• _Aim_
Recast the lines below as a JSON list of strings, one string per line with blank lines omitted. Begin at the line containing "Category: camera" and continue through the last line, including both.

(Lines of data)

[Begin]

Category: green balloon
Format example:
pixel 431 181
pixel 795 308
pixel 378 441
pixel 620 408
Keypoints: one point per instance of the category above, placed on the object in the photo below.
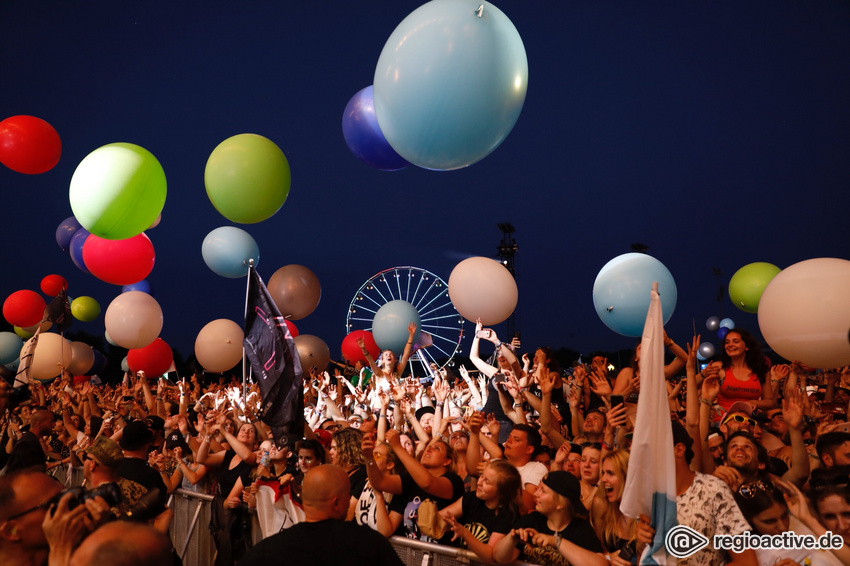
pixel 85 309
pixel 247 178
pixel 748 284
pixel 118 191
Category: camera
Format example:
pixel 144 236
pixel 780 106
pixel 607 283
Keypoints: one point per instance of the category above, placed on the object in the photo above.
pixel 148 507
pixel 110 492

[End]

• _Response for this exercise_
[
  "Category: camera",
  "Format example:",
  "pixel 144 236",
  "pixel 780 106",
  "pixel 607 283",
  "Keypoints: one point per instance of the category above, placed on the object in the photo above.",
  "pixel 148 507",
  "pixel 110 492"
]